begin Provided passage

Always knew there was something dumb about hurling and smashing plates when I visited Greece a hundred years ago. Fresh out of university, I thought there might be something deep behind this bizarre and dangerous custom. But no, it was just drunken senselessness -- a futile and ridiculous waste of money. Kind'a like the entire country has turned out to be.
Basically, no one works in Greece. Come to think of it, no one works in any of the southern Mediterranean countries -- Italy, Spain, Portugal..........whatever. These inhabitants stagger out of bed at the crack of 10:30, hit the "office" for a couple of hours, then go for a HUGE, boozy lunch, after which they go home and sleep it off. I'm serious! They then gather again at about 10:30 p.m. for a HUGE, boozy dinner, sing, smash a few plates and hit the hay in the wee hours. Every day. Every night.
As I said, no one actually "works" as, say, the Germans do. The Greek upper classes were doing that when I visited my privileged high-school friend way back when and they are still doing it. Oh, and by the way, everyone has a mistress -- just to complicate things and make the out-of-office hours even longer.
No wonder they have been in a black economic hole forever.
What other members of the Eurozone were doing letting that mess into the EU was beyond me, until I asked B about it. "Why would they let bloody Greece into the EU," I asked him, "and not let Turkey in, which would have been just as stupid. And why would they let ridiculous Cypress in?" Here's the deal:
"It's all about snobbism," he explained. "The only reason Greece is in is because the Italians fancy themselves 'Romans' -- as in the wise, ancient variety. Remember, the Greeks came before the Romans, so that's the pecking order. As for Cypress, that was the compromise because Cypress is comprised of Turks and Greeks, so that's the way they rationalized it. Turkey was refused because it's a little too dark and 'moorish' for the Roman's liking -- a tad too middle-eastern to be 'European'."

end Provided passage
begin Provided data

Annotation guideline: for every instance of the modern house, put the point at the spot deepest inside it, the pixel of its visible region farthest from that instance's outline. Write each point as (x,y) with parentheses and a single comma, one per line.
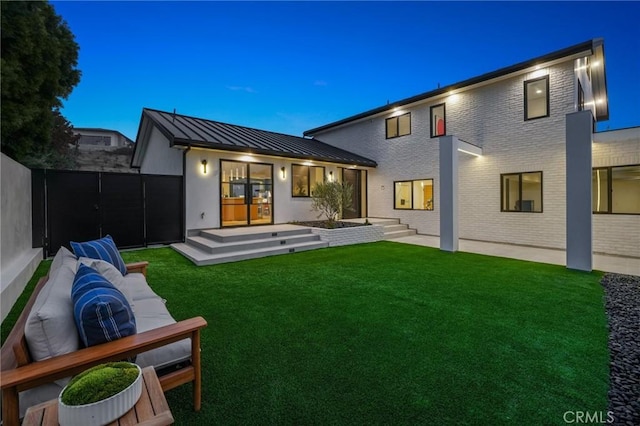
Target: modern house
(508,157)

end Provided data

Direction
Rewrite the passage about Greece from "Basically, no one" up to and including "day. Every night.", substituting "lavish" for "boozy". You won't need the data here.

Task solution
Basically, no one works in Greece. Come to think of it, no one works in any of the southern Mediterranean countries -- Italy, Spain, Portugal..........whatever. These inhabitants stagger out of bed at the crack of 10:30, hit the "office" for a couple of hours, then go for a HUGE, lavish lunch, after which they go home and sleep it off. I'm serious! They then gather again at about 10:30 p.m. for a HUGE, lavish dinner, sing, smash a few plates and hit the hay in the wee hours. Every day. Every night.